(Estratto della pagina)

>>

Nei primissimi anni sessanta eravamo ancora molto ingenui. Non dico che credevamo a Babbo Natale (i bambini si) però pensavamo che il Natale avesse qualcosa a che fare se non con la religione almeno con la spiritualità. Nel 1958 viene eletto al soglio pontificio Papa Roncalli, il “Papa buono”, originario di un paesino della Bergamasca, Sotto il Monte, che parlava agli uomini e alle donne più che fare sottili distinzioni teologiche come avrebbero fatto i suoi successori, Montini, Ratzinger, Bergoglio o addirittura sfacciatamente politica come Karol Wojtyla, un papa che è andato vicino a distruggere quel poco che restava della Chiesa cattolica. Era quella ancora un’Italia ampiamente contadina dove la campagna si inframmezzava alle grandi città.

Eravamo ingenui, credevamo agli Stati Uniti, al sogno americano (“Ti sogno California, un giorno io verrò”, Dik Dik, 1966) pensavamo che gli americani fossero venuti a liberarci da una dittatura certamente feroce e sanguinaria, soprattutto sul coté  nazista, e non a mettere un cappello sull’Europa e sostituendola con un’altra dittatura, meno appariscente, ma forse più invasiva, quella “dittatura del consumo” di cui avrebbe parlato nei primi anni Settanta Pier Paolo Pasolini. Pensavamo sinceramente che John Fitzgerald Kennedy (1963) fosse stato ucciso da Oswald e Oswald da Ruby, un tenutario di case chiuse, per riscattare, disse lui, l’onore yankee e pensavamo che tutto ciò fosse lineare. Pensavamo che Sonny Liston “l’Orso” fosse stato battuto regolarmente da Cassius Clay e non per imposizione delle federazioni pugilistiche, WBA and company, che avevano interesse a creare un idolo con una faccia un po’ più presentabile (nel primo incontro Sonny andò al tappeto alla seconda ripresa, sghignazzando, e nel secondo, alla settima ripresa, si slogò una spalla, incidente mai avvenuto in tutta la storia del pugilato mondiale).

I campi politici erano divisi in modo netto, da un parte il cosiddetto “mondo libero” dall’altra il totalitarismo sovietico, ignorando che tutto era stato già deciso a Yalta da Roosevelt, Churchill e Stalin. Al comunismo sovietico i proletari ci credevano veramente ignorando che i loro leader, Togliatti in testa, sapevano benissimo che cosa fosse il “socialismo reale”. La lotta era dura, ma a parte qualche episodio (Scelba), a suo modo leale. Come fatto di rottura c’era il rock ma come canta Guccini “non ho mai detto che a canzoni si fan rivoluzioni” (l’Avvelenata), il sessantotto con la sua ributtante ipocrisia era di là da venire.

<<

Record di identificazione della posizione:

>>

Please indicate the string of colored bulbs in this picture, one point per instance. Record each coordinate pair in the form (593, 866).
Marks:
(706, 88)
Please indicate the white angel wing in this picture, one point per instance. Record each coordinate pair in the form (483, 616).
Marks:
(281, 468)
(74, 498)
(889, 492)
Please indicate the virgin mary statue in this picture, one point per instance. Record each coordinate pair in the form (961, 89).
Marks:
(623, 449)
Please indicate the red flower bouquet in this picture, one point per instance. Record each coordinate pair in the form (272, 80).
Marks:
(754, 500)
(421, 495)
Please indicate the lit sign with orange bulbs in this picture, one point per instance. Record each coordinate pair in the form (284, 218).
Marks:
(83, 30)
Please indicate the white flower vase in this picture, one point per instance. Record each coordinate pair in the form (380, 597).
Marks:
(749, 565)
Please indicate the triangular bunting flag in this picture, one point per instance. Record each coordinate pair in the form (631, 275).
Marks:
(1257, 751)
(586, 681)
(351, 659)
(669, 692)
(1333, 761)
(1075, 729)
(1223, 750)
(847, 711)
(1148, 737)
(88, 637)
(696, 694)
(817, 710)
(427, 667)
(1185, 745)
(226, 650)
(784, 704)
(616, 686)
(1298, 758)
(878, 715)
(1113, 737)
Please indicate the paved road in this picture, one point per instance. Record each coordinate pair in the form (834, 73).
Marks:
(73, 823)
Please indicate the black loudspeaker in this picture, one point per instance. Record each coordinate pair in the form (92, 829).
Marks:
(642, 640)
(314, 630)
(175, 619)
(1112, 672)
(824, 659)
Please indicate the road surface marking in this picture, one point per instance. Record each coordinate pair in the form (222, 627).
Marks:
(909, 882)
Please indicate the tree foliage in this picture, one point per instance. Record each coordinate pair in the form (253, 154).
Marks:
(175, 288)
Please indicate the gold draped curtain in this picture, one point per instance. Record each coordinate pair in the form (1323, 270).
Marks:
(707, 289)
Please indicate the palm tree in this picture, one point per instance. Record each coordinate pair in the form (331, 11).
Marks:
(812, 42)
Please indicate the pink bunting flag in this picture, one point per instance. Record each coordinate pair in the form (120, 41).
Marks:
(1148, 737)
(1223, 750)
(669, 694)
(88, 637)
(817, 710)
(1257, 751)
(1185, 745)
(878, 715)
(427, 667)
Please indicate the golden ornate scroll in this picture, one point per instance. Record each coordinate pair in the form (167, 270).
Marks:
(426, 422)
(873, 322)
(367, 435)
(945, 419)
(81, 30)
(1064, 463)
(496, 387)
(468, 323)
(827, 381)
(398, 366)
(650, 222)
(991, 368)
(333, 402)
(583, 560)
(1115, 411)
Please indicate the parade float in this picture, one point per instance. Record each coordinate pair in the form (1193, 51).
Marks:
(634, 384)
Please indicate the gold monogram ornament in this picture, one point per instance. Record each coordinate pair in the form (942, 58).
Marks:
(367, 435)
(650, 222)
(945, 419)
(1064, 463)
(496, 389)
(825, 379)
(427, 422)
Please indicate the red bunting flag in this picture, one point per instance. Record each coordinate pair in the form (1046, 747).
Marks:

<<

(Cosa fare)
Trascrivi dall'estratto sugli anni Sessanta il passo che comincia con "Nei primissimi anni" e prosegue fino a "alle grandi città." incluso. Questi record non hanno alcun rapporto con l'estratto sugli anni Sessanta.

(Compito svolto)
Nei primissimi anni sessanta eravamo ancora molto ingenui. Non dico che credevamo a Babbo Natale (i bambini si) però pensavamo che il Natale avesse qualcosa a che fare se non con la religione almeno con la spiritualità. Nel 1958 viene eletto al soglio pontificio Papa Roncalli, il “Papa buono”, originario di un paesino della Bergamasca, Sotto il Monte, che parlava agli uomini e alle donne più che fare sottili distinzioni teologiche come avrebbero fatto i suoi successori, Montini, Ratzinger, Bergoglio o addirittura sfacciatamente politica come Karol Wojtyla, un papa che è andato vicino a distruggere quel poco che restava della Chiesa cattolica. Era quella ancora un’Italia ampiamente contadina dove la campagna si inframmezzava alle grandi città.